-- EXERCISE DETAILS --
Quote, without any change, the line that contains "Query: green foliage" and all lines that follow it to the end of the data below.

** Start of DATASET EXCERPTS **

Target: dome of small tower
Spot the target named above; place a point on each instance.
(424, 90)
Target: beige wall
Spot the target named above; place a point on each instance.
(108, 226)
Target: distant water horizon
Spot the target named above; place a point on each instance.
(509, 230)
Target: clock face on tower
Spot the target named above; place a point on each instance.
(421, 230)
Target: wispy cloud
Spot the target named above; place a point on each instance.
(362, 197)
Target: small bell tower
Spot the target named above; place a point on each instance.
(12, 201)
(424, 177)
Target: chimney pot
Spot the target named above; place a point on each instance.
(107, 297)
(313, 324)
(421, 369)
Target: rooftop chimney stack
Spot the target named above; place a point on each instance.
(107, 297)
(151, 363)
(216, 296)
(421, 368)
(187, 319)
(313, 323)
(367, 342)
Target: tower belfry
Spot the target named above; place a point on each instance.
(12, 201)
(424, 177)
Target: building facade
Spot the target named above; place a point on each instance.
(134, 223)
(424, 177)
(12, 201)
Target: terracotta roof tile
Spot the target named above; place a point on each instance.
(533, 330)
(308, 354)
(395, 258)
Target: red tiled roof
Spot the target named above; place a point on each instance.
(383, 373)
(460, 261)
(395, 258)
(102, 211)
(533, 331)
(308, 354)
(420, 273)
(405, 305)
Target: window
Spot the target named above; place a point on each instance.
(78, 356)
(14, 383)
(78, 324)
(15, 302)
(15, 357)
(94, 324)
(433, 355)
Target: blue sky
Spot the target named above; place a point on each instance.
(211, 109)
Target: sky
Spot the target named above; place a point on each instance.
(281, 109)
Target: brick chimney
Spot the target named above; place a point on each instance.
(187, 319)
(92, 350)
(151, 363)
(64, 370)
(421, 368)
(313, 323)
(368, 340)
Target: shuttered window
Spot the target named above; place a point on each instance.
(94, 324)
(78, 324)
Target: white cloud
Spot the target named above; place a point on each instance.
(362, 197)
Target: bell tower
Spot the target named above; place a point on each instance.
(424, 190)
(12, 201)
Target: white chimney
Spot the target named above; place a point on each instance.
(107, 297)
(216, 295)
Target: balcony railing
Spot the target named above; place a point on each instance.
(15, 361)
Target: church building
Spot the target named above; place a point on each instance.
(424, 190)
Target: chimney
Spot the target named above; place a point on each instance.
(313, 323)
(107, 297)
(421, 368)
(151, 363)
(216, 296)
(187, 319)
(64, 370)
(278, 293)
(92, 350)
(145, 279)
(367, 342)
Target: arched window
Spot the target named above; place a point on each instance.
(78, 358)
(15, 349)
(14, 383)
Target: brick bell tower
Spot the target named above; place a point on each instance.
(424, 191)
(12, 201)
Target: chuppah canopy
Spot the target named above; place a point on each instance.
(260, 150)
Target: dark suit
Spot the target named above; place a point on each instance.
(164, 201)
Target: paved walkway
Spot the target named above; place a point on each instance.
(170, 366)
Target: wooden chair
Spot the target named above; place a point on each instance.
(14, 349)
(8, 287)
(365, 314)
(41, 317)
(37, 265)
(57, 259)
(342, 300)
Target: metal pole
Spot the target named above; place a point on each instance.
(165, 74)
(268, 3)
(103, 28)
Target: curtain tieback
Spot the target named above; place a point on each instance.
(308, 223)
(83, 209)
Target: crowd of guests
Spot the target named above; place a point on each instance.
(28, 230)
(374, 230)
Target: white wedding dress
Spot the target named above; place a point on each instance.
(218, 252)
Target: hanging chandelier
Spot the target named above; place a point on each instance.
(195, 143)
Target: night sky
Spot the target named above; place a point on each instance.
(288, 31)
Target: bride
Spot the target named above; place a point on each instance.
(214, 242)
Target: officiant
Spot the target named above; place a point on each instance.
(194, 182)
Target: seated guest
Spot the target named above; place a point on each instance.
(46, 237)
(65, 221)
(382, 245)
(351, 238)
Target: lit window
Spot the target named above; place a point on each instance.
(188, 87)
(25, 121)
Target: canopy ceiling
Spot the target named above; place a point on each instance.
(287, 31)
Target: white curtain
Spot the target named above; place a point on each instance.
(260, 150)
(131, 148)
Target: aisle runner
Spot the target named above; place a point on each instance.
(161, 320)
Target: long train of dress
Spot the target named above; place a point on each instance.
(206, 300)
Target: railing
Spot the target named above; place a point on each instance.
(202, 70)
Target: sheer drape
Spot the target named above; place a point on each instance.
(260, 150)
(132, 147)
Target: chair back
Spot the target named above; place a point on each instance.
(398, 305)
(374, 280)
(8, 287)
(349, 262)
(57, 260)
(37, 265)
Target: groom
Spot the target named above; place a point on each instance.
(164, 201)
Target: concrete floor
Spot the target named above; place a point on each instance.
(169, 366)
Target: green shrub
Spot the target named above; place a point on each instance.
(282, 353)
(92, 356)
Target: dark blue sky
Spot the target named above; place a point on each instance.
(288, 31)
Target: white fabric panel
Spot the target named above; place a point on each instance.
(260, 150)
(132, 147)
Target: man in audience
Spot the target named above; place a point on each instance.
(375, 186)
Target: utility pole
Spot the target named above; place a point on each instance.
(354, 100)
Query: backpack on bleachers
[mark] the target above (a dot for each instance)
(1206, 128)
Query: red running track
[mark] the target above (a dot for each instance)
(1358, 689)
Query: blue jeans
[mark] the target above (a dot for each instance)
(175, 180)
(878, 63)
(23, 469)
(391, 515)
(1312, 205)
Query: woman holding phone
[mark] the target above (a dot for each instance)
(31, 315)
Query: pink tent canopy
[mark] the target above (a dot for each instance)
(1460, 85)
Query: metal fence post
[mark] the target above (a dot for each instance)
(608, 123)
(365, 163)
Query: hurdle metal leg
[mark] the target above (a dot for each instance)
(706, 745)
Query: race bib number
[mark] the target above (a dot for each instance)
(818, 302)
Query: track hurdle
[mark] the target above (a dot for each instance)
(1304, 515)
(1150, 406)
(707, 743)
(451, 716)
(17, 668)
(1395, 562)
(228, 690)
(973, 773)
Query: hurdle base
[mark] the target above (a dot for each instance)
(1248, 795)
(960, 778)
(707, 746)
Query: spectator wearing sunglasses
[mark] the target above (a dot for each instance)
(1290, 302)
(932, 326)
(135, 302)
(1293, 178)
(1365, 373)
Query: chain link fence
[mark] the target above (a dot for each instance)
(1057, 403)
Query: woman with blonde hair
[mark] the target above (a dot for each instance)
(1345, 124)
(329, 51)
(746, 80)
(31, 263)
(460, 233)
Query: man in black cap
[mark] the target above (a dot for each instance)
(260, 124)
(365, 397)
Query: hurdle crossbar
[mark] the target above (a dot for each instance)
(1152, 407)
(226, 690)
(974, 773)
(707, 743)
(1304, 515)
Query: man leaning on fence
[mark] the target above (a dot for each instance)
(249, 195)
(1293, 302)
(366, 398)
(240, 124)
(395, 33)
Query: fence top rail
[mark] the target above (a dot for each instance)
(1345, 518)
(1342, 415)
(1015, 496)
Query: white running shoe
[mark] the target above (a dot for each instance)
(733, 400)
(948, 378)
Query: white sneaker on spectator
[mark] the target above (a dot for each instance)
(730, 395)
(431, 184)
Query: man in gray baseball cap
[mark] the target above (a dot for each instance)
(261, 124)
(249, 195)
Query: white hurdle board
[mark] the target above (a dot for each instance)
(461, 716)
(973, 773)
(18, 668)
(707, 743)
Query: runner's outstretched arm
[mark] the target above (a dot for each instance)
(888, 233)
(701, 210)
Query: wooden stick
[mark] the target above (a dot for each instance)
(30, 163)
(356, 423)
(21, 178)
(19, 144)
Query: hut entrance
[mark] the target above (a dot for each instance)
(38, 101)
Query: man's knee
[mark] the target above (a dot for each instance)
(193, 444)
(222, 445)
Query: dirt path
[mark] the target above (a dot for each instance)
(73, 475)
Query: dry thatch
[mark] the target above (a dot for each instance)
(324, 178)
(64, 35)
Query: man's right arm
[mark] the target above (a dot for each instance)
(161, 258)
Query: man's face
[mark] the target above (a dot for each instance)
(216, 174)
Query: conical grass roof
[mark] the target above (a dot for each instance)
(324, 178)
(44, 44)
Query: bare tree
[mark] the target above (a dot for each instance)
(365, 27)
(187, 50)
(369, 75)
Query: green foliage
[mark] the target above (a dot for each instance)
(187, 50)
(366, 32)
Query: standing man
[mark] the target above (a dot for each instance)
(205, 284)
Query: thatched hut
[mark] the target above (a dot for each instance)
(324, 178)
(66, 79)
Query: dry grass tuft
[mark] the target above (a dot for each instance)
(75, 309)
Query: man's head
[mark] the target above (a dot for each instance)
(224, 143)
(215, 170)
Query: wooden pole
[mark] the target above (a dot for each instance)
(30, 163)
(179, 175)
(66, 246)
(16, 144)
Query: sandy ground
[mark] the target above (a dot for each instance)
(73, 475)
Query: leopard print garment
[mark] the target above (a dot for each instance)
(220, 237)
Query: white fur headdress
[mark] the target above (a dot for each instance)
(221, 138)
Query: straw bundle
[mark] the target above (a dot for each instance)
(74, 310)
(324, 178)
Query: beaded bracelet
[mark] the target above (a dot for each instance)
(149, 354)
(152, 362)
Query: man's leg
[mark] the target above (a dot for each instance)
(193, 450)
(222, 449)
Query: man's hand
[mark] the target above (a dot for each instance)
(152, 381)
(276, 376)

** End of DATASET EXCERPTS **

-- RESPONSE --
Query: green foliage
[mark] the target above (a dot for each instance)
(187, 50)
(366, 32)
Query: standing man
[mark] the target above (a dot for each instance)
(205, 284)
Query: thatched hut
[mark] the target above (a dot for each instance)
(324, 178)
(66, 79)
Query: dry grass tuft
[mark] the target above (a dot for each instance)
(75, 309)
Query: man's head
[mark] the target above (a dot for each instance)
(224, 143)
(215, 170)
Query: wooden pole
[mark] the target above (a dot for each instance)
(30, 163)
(179, 175)
(66, 246)
(16, 144)
Query: sandy ground
[mark] the target above (a dot for each instance)
(73, 475)
Query: leopard print garment
[mark] the target above (a dot for each instance)
(220, 237)
Query: white fur headdress
[mark] the target above (a dot for each instance)
(221, 138)
Query: straw bundle
[mark] the target above (a dot for each instance)
(74, 310)
(324, 178)
Query: beaded bracelet
[mark] the target above (a dot for each instance)
(149, 354)
(152, 362)
Query: man's leg
[mark] the target above (a dot for each instance)
(193, 450)
(222, 449)
Query: man's hand
[mark] the target above (a dot for each instance)
(152, 381)
(276, 376)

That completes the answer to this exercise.